[Referring expression data]
Start of Block

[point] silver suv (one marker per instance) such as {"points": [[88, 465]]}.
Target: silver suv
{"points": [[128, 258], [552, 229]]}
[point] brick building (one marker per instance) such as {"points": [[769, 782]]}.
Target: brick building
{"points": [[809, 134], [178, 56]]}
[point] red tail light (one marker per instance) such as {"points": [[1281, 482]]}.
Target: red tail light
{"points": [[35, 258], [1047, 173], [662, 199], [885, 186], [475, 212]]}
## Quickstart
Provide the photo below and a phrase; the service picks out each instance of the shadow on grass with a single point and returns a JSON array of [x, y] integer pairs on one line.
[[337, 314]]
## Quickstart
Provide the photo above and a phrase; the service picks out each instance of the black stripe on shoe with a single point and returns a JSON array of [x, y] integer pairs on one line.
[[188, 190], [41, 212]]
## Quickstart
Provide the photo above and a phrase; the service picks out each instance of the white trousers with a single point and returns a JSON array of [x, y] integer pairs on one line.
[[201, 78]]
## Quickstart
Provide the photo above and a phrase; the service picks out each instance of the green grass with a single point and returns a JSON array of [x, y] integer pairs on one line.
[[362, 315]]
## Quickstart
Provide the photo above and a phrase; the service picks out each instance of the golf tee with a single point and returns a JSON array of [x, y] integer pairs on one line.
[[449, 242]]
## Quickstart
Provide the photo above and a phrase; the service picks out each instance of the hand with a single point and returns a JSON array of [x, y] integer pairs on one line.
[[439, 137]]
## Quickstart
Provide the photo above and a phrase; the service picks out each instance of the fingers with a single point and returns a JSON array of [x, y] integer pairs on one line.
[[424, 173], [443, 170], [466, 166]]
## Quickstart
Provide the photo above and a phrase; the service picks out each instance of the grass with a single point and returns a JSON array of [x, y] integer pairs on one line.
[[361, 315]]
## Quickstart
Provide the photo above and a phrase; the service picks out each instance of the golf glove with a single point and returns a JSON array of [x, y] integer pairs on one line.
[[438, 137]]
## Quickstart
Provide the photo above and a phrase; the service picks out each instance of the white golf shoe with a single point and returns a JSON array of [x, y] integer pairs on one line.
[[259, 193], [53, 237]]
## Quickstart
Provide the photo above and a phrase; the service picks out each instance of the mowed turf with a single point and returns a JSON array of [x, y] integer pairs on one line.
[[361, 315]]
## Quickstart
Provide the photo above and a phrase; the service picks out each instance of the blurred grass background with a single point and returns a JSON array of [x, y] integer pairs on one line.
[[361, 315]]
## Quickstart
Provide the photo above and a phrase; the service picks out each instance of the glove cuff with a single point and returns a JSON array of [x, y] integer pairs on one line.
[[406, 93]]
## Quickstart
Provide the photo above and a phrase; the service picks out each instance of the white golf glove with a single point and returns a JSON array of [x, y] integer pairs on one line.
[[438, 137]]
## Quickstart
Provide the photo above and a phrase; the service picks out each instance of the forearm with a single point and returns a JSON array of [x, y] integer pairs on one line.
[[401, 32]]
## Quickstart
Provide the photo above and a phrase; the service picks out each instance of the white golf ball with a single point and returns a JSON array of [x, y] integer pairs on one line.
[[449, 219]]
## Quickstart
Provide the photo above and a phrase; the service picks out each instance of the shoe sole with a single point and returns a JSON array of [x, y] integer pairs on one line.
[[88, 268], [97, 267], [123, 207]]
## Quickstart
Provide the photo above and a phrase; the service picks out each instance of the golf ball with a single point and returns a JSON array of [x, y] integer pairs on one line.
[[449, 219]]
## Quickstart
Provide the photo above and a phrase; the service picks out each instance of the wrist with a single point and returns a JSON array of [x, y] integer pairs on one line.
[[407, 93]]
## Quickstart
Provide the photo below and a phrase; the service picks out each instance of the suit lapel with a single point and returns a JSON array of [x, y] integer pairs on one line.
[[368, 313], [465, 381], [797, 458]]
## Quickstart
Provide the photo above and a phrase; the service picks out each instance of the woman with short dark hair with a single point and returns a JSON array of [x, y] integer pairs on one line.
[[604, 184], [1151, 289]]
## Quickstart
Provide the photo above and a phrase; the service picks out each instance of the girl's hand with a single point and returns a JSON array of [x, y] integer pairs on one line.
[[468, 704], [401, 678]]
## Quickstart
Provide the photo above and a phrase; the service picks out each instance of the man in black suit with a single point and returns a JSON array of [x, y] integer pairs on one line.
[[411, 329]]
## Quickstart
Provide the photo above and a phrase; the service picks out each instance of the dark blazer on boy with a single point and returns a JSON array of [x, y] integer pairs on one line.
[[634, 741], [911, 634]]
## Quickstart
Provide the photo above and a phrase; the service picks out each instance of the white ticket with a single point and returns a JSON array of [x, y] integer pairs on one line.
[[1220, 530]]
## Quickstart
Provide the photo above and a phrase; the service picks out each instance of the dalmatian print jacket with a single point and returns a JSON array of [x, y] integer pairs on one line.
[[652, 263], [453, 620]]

End of Block

Please filter the entries above down to the lines holding "such" and copy them.

§ ANSWER TO THIS TASK:
[point] silver suv (one marker per instance) such as {"points": [[88, 465]]}.
[point] brick building (one marker per instance) such as {"points": [[769, 782]]}.
[point] red tail light (one marker per instance) such as {"points": [[1281, 482]]}.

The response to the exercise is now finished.